---------- Listed records ----------

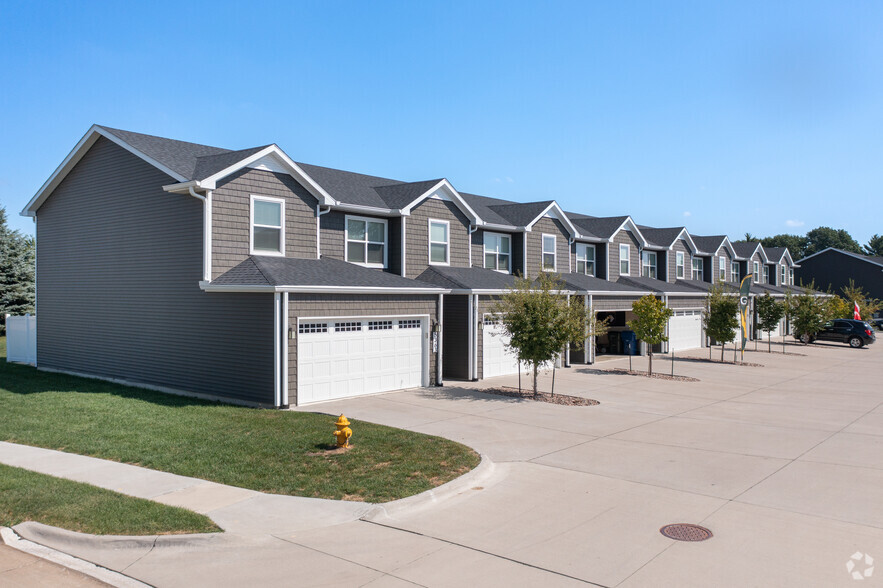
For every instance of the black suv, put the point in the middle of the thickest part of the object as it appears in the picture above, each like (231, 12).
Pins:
(856, 333)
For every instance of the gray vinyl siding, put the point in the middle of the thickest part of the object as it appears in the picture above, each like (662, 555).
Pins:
(417, 235)
(231, 209)
(119, 262)
(624, 237)
(548, 226)
(455, 358)
(680, 245)
(302, 306)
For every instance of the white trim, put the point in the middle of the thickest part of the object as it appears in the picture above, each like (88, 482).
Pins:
(447, 243)
(554, 253)
(628, 257)
(346, 240)
(251, 225)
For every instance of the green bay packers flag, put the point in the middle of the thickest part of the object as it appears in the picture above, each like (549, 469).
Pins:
(743, 308)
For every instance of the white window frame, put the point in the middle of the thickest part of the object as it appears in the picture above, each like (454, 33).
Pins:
(645, 263)
(346, 240)
(628, 259)
(496, 252)
(544, 253)
(447, 243)
(251, 225)
(584, 247)
(693, 271)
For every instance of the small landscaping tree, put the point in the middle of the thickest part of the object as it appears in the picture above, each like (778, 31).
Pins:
(719, 316)
(651, 316)
(769, 313)
(538, 321)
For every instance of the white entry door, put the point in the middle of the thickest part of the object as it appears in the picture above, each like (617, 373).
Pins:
(685, 330)
(341, 358)
(497, 360)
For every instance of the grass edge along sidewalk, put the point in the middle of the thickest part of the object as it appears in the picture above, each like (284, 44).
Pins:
(271, 451)
(31, 496)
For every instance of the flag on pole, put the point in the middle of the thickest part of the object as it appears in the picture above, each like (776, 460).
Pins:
(743, 308)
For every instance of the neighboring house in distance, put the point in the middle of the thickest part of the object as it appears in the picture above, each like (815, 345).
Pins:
(832, 269)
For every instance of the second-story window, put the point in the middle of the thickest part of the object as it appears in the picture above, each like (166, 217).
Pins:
(697, 269)
(585, 259)
(624, 253)
(267, 226)
(549, 253)
(648, 264)
(366, 241)
(497, 252)
(439, 240)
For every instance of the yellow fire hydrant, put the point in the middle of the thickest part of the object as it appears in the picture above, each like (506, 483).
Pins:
(343, 432)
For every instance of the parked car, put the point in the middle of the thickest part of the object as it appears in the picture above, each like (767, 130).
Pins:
(856, 333)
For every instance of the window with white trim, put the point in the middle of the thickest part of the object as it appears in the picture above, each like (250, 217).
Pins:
(366, 241)
(497, 252)
(648, 264)
(267, 226)
(439, 242)
(585, 259)
(549, 253)
(698, 269)
(624, 259)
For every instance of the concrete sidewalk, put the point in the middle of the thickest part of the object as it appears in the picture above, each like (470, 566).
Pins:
(782, 462)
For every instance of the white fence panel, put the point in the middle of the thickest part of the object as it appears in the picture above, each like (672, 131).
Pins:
(21, 339)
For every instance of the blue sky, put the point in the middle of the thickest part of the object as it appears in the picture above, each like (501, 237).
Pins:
(727, 118)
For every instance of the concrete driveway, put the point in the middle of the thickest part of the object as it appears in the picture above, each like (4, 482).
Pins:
(783, 463)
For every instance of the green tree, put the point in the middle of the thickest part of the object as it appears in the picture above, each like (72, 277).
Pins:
(821, 238)
(651, 317)
(875, 246)
(769, 313)
(17, 258)
(719, 316)
(538, 321)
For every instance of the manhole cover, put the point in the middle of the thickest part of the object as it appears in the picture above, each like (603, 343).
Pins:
(685, 532)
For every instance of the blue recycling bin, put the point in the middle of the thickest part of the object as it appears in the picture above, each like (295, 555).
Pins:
(629, 343)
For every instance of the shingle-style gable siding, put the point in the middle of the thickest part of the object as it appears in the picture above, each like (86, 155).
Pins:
(231, 206)
(623, 237)
(549, 226)
(119, 266)
(417, 235)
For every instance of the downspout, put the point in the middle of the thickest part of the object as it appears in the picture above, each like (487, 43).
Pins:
(206, 232)
(319, 213)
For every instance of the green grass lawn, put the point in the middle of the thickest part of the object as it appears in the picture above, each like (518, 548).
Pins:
(29, 496)
(271, 451)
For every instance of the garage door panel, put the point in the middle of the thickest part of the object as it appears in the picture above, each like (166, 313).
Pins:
(353, 357)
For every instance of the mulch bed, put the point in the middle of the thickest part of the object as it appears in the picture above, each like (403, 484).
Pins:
(525, 394)
(659, 376)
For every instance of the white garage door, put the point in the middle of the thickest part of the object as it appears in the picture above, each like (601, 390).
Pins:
(497, 360)
(340, 358)
(685, 330)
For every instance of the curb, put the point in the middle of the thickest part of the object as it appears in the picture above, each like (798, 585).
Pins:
(11, 539)
(424, 500)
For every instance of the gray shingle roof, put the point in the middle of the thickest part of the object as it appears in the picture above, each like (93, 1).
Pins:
(285, 271)
(467, 278)
(710, 244)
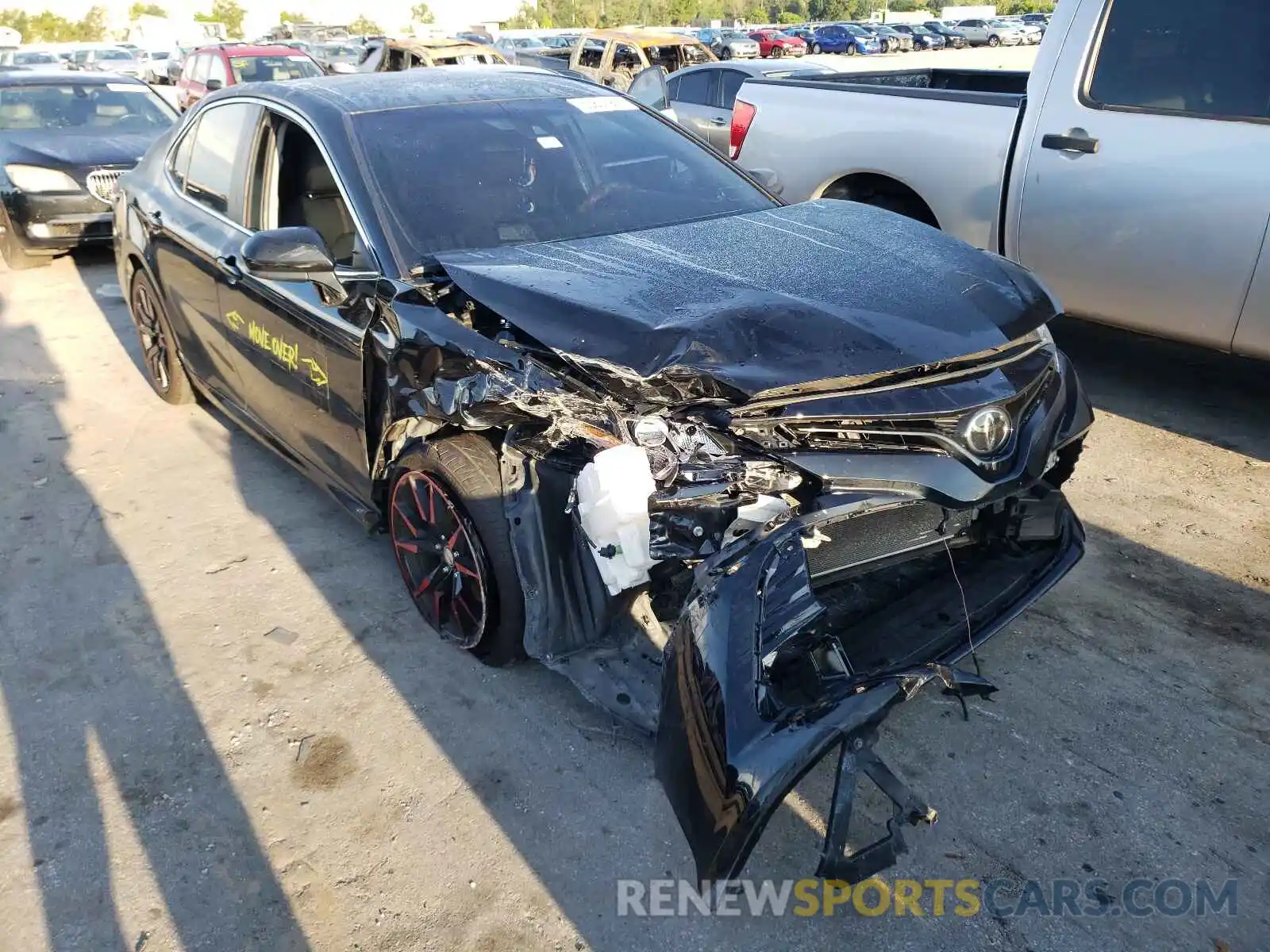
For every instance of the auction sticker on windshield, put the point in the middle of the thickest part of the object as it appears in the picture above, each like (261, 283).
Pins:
(602, 105)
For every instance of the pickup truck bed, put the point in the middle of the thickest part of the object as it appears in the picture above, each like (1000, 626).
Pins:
(940, 107)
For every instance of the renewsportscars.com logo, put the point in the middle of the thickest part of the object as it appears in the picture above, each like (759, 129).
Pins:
(1000, 899)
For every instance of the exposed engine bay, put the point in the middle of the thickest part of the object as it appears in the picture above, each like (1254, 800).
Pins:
(774, 520)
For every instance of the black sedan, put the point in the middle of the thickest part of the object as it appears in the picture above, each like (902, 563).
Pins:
(65, 140)
(747, 473)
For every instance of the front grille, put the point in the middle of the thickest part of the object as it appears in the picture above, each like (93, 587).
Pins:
(103, 182)
(872, 536)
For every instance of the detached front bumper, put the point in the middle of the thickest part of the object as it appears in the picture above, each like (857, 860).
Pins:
(57, 222)
(798, 643)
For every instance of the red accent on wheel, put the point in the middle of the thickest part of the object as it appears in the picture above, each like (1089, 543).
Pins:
(440, 559)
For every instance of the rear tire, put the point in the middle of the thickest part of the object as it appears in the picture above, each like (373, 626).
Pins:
(464, 469)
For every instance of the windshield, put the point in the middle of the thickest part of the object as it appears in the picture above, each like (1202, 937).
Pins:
(262, 69)
(114, 107)
(537, 171)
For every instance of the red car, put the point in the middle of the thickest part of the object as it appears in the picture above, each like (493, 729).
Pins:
(213, 67)
(774, 44)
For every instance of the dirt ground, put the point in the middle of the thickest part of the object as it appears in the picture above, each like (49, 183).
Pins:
(224, 727)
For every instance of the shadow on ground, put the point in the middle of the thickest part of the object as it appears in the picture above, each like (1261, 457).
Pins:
(105, 695)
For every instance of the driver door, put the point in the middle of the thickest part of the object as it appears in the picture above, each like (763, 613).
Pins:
(302, 352)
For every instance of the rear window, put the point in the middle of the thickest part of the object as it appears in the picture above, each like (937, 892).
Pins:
(264, 69)
(537, 171)
(110, 107)
(1153, 57)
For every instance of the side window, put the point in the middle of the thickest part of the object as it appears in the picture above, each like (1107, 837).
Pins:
(695, 88)
(181, 156)
(1153, 57)
(216, 70)
(216, 165)
(625, 57)
(592, 54)
(730, 86)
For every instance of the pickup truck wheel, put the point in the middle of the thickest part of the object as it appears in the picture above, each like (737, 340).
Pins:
(454, 549)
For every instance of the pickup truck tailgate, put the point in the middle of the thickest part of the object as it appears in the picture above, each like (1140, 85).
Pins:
(814, 133)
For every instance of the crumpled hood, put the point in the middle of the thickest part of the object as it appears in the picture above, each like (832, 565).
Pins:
(71, 150)
(745, 304)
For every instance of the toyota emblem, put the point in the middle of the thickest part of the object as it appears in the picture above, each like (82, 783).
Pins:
(987, 432)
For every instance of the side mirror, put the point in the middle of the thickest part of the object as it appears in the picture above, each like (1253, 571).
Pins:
(768, 179)
(296, 254)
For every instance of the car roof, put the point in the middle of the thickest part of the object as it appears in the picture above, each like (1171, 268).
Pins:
(643, 37)
(329, 98)
(248, 50)
(13, 76)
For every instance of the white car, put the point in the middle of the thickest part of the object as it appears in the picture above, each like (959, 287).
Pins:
(990, 33)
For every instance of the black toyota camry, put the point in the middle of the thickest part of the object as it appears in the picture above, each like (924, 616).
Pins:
(65, 139)
(749, 474)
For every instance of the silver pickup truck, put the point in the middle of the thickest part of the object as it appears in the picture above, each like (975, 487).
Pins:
(1130, 169)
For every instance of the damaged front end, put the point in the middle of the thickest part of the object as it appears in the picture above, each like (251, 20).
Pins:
(779, 513)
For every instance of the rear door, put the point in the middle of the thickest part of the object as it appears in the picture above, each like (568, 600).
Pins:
(694, 97)
(194, 235)
(1147, 186)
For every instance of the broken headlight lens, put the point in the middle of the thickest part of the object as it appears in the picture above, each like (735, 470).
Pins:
(651, 432)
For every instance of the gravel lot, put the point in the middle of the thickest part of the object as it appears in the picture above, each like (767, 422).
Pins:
(224, 727)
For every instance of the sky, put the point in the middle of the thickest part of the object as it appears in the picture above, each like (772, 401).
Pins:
(262, 14)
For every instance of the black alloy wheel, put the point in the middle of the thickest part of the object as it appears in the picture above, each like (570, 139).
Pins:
(441, 559)
(158, 344)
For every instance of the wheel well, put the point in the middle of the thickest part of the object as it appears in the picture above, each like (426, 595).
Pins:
(884, 192)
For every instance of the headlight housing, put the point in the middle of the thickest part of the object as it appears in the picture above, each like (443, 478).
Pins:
(33, 178)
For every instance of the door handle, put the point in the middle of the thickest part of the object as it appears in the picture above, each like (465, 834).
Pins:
(226, 267)
(1073, 141)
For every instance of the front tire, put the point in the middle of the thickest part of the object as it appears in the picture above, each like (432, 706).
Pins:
(454, 547)
(159, 355)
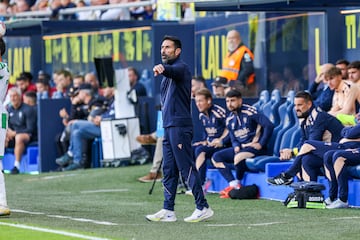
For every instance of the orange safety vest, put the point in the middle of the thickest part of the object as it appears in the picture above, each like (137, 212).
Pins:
(231, 65)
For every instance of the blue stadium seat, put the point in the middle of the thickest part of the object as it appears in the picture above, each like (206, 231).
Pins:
(263, 98)
(271, 108)
(289, 122)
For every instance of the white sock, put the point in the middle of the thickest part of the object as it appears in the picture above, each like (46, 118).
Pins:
(3, 201)
(17, 164)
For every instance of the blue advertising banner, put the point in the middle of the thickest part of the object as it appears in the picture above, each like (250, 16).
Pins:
(286, 46)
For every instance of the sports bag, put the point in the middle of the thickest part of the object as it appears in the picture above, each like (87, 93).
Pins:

----------

- The problem
Which lines in the data above hold the string "toyota"? Show each one.

- Your response
For every instance of the toyota emblem, put the point in the middle of the thickest part of the object as it appears in the picture above, each like (82, 783).
For every instance of the black toyota camry, put the point in the middle of the thickest part of the object as it appears in the picture above, each like (924, 616).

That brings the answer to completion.